— Problem to work on —
Output exactly the lines between the line that contains "Target: woodpecker" and the last line of the material, counting both.

— Source material —
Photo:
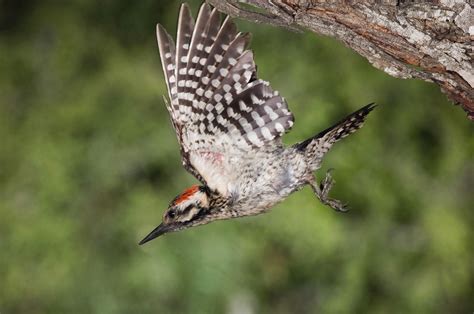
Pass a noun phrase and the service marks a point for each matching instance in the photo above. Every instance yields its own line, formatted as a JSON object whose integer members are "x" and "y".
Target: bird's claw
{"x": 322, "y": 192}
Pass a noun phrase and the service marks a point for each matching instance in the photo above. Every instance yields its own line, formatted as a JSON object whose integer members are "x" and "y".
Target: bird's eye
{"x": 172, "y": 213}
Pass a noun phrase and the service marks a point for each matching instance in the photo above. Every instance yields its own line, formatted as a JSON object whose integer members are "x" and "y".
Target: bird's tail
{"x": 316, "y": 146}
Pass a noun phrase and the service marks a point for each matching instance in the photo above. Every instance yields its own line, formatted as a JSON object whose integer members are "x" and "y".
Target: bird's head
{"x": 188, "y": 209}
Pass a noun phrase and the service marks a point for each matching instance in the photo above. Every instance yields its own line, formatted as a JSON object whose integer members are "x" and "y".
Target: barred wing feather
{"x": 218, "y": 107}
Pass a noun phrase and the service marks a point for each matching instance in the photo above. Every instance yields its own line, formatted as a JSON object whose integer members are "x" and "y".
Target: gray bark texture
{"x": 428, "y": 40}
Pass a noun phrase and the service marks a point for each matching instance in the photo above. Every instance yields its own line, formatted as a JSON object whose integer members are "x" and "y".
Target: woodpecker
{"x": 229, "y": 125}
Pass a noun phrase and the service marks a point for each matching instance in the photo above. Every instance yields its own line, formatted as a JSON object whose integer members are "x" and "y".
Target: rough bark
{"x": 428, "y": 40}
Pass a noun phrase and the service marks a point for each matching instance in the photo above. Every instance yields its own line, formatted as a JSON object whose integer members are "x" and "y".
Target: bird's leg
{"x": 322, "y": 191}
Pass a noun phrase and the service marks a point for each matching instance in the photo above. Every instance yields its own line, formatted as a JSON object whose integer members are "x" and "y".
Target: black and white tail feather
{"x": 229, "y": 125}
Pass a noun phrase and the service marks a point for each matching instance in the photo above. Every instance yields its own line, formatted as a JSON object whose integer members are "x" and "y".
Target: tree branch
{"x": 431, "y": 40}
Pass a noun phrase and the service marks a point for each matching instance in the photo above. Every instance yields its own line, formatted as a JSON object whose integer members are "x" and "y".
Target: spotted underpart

— Solution to this task —
Target: woodpecker
{"x": 229, "y": 125}
Pass a noun phrase and the service marks a point for each matching instance in the photo above. Every instance yields its own line, formatted as a JSON object whose integer members are "x" and "y".
Target: rough bark
{"x": 428, "y": 40}
Pass a noun phrase and the service marks a point for each matching instance in the photo above. Every instance yields its own line, formatted as a JSON object whose integer members are "x" and "y".
Target: bird's leg
{"x": 322, "y": 191}
Pass a noun phrase and the service marks a point for each matching instance in the photo above. Every instance yields its own line, formatted as a JSON object whose integer members are "x" and "y".
Target: black and white tail feather
{"x": 229, "y": 125}
Pass a noun phrase and the service marks a point for each matching instance in the photo above. Every instance yields its own line, formatted as a JSON object whose integer members are "x" and "y".
Target: tree branch
{"x": 431, "y": 40}
Pass a noun phrase and the service marks a point for each matching instance in the photo above. Every instance yields its own line, formatted as a JSON object whose integer members are "x" and "y".
Target: spotted underpart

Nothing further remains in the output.